====== Estratto della fonte

Giovedì scorso, la Banca Centrale Europea (BCE) ha tagliato i tassi di interesse per l’ottava volta in un anno. Da quando ha iniziato ad allentare la politica monetaria nel giugno del 2024, soltanto alla riunione di luglio ha tenuto invariato il costo del denaro. E si moltiplicano i segnali per i quali ciò accadrà anche al prossimo board. Anzi, probabile che il taglio annunciato sia stato l’ultimo. Per dirla con le parole del governatore lettone Martins Kazaks, c’è valore nel “mantenere un margine di manovra politico”. La verità sarebbe una e sola una: la BCE non vuole più tornare lontanamente all’era dei tassi negativi, neanche in termini reali.

============

* Compito richiesto
Prosegui l'estratto sui tassi di interesse della BCE riprendendo subito dopo la sua ultima frase.

====== Dati forniti

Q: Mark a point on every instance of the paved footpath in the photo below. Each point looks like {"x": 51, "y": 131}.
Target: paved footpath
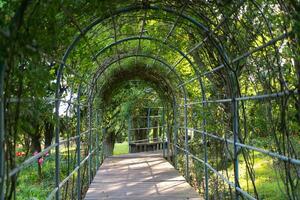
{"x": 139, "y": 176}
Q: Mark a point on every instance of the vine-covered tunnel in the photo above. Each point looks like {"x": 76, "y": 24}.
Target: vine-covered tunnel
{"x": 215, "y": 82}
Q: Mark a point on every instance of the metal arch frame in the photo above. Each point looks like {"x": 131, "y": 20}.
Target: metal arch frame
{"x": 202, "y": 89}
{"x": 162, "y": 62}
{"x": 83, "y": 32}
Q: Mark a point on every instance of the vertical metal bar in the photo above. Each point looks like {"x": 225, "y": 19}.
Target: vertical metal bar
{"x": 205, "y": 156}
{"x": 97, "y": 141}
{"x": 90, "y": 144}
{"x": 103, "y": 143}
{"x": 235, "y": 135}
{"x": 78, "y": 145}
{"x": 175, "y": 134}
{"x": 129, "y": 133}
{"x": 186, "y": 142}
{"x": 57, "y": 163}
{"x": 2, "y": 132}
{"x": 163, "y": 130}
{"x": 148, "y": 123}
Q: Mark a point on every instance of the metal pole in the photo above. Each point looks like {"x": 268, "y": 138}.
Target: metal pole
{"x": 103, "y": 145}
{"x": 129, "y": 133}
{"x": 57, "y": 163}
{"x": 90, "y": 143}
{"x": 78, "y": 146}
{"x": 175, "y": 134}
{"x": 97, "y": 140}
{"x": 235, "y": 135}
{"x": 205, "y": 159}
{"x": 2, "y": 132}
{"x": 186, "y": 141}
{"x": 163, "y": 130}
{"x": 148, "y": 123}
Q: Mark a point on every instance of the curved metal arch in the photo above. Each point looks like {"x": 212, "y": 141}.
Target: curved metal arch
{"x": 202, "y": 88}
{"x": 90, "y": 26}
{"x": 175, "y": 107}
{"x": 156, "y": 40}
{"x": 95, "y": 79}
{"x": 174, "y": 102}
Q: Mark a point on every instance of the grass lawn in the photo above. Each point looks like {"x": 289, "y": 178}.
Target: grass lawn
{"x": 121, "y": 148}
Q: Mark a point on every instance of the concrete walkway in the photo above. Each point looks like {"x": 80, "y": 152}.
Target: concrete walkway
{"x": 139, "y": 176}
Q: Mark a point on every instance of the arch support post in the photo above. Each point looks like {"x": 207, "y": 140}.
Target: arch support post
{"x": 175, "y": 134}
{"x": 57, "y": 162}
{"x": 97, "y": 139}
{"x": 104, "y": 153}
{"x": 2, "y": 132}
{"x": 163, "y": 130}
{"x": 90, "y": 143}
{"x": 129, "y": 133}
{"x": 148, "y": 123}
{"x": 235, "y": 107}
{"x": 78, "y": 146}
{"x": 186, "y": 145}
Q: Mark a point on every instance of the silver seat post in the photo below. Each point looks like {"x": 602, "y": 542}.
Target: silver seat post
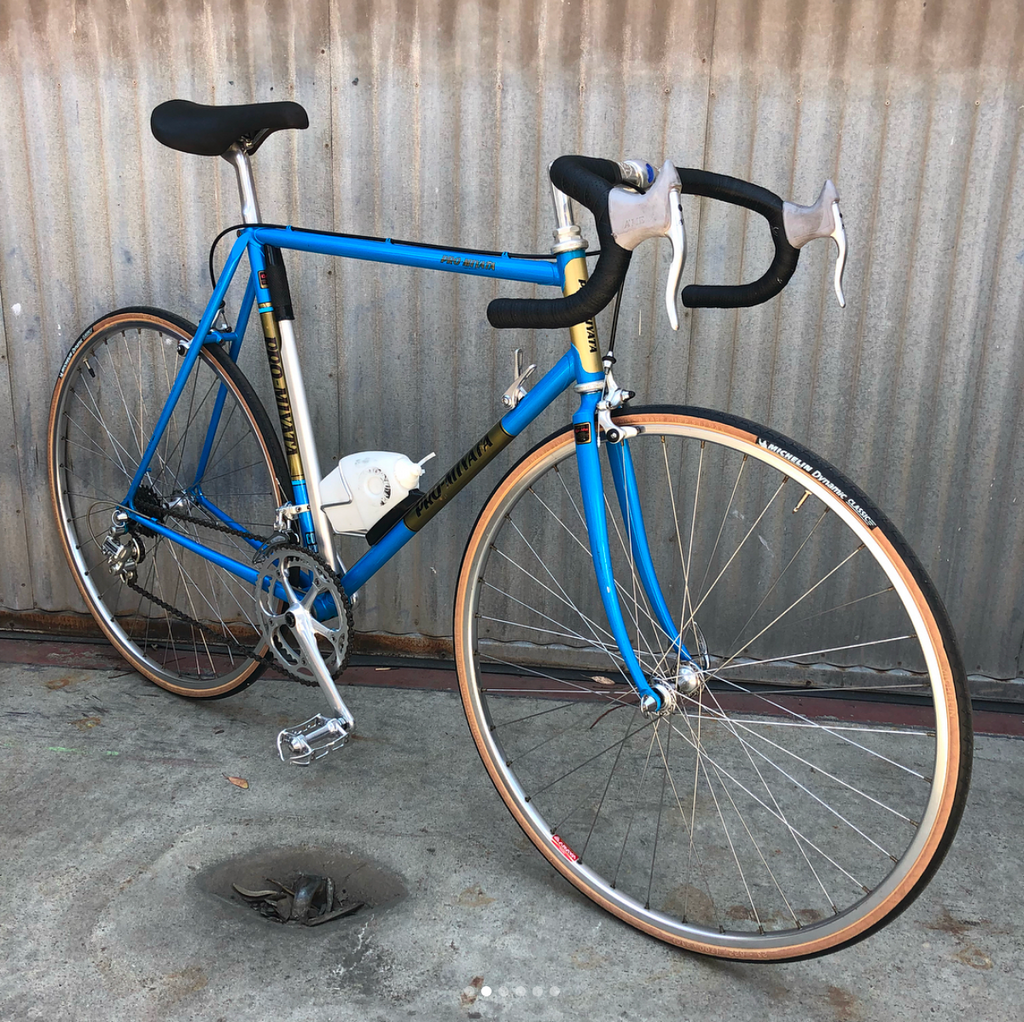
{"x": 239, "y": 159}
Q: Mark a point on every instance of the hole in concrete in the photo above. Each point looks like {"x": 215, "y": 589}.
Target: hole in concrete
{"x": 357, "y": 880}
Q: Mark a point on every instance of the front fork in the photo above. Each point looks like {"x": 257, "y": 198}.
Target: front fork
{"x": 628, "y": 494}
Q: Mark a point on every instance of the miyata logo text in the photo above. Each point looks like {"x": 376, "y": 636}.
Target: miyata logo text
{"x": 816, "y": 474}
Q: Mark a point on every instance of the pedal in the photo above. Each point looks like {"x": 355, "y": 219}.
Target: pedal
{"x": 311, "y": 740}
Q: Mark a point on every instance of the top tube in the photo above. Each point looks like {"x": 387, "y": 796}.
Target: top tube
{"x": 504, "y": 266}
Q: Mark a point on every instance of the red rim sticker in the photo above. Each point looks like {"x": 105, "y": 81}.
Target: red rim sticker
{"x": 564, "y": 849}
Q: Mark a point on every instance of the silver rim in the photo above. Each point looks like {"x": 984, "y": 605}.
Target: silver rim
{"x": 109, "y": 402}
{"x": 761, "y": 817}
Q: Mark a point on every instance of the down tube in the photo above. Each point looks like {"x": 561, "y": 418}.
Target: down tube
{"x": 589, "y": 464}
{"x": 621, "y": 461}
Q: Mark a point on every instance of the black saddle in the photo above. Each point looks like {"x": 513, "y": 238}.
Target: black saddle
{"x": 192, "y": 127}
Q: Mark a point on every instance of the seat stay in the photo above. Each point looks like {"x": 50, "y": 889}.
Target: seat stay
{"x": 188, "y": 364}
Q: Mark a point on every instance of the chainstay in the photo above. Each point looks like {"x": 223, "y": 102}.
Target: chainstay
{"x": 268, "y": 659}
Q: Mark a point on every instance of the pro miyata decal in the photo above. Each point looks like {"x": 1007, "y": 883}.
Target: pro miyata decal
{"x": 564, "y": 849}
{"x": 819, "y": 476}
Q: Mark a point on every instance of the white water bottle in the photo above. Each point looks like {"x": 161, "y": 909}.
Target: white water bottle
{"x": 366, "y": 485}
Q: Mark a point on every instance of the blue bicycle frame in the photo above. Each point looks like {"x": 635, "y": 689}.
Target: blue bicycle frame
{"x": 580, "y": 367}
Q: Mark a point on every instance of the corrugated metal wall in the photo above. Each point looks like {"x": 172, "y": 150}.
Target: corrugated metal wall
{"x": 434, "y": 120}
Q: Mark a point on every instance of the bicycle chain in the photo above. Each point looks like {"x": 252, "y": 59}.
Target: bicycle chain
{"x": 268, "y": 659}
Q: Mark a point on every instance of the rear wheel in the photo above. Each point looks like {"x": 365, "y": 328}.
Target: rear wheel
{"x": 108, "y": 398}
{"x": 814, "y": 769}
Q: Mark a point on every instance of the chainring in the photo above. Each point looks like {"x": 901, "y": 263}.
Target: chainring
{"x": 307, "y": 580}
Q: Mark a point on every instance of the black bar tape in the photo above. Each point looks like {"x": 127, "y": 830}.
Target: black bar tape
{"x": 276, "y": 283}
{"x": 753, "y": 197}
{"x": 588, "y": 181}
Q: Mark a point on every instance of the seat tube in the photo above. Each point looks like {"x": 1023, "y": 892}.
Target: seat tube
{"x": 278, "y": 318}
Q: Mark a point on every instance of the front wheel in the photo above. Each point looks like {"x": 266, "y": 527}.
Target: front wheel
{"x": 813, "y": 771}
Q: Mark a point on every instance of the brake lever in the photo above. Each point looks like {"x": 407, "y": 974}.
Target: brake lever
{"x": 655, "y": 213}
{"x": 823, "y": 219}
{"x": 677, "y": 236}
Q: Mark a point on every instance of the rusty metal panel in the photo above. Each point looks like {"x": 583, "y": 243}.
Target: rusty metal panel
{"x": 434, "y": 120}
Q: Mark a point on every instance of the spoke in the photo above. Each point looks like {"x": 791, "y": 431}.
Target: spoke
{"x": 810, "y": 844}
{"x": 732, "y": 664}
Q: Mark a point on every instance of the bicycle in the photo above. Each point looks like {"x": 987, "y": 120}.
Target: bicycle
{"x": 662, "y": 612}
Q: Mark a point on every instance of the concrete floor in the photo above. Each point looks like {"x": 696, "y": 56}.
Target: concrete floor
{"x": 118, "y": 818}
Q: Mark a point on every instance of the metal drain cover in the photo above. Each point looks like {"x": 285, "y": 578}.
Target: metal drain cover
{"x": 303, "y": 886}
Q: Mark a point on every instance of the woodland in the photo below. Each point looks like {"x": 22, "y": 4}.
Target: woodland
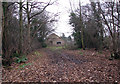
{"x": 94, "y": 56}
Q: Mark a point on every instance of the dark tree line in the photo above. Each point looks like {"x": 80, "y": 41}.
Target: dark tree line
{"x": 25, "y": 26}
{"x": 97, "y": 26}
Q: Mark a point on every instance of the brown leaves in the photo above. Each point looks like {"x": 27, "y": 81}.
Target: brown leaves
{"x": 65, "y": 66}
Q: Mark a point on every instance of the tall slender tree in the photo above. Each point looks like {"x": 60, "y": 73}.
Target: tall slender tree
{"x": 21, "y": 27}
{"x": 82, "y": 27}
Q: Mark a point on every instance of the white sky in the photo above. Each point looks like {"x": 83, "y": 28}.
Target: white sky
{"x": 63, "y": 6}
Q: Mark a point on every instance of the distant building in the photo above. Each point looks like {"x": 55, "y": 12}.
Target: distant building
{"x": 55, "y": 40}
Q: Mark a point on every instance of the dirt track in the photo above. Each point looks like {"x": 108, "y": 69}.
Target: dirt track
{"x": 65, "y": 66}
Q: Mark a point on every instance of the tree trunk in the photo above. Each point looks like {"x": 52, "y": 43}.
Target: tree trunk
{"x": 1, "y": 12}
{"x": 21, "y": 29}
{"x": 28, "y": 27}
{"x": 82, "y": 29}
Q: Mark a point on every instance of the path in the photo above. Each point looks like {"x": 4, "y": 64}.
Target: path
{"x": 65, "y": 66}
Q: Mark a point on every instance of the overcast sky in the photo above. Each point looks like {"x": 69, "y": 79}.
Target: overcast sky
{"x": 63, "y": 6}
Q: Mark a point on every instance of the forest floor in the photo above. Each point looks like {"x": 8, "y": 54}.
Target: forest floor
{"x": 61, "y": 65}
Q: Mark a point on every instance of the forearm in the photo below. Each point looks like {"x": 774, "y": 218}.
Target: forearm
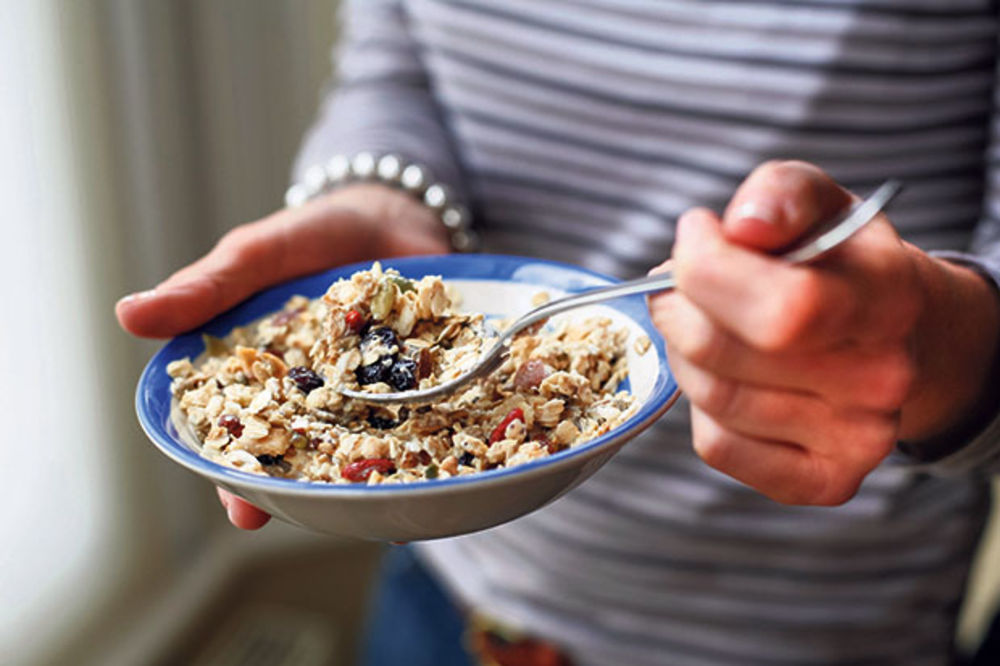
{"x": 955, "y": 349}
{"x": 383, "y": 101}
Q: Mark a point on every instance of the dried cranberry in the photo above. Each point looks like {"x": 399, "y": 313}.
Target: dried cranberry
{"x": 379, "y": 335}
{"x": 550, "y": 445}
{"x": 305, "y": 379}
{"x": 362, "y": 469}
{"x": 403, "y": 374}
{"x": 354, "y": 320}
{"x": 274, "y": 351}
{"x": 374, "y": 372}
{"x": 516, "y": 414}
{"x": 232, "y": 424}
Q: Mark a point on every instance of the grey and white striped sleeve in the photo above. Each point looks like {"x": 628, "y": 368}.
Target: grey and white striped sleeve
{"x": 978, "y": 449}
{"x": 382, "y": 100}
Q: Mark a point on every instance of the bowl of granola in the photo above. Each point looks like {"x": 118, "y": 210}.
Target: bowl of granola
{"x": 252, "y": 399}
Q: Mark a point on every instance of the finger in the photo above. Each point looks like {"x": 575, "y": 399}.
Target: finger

============

* Risposta scritta
Tassi negativi brutto ricordo del passato
Con l’arrivo al timore di Francoforte di Mario Draghi nell’autunno del 2011, ci fu la svolta. I tassi vennero tagliati e dopo che la Bundesbank si convinse a non opporsi, venne varato anche il Quantitative Easing, un potente programma per gli acquisti di bond. I tassi furono finanche tagliati sotto lo zero. Non era mai accaduto prima nella storia che chi prestasse denaro, nei fatti pagasse per farlo. Al contrario, chi prendeva in prestito denaro, finiva con il guadagnare. Un sovvertimento delle leggi dell’economia che portò a gravi conseguenze.
Intanto, il mercato obbligazionario di fatto si “congelò”. I bond entravano e uscivano solamente dai portafogli istituzionali e per minimizzare le perdite, gli investitori si spostavano su scadenze sempre più lunghe. L’eccesso di liquidità fu talmente enorme da travalicare i mercati finanziari, finendo per alimentare la bolla immobiliare. E quando incontrò i potenti stimoli fiscali varati dai governi sotto il Covid, entrò nelle case delle famiglie, facendo esplodere i prezzi al consumo.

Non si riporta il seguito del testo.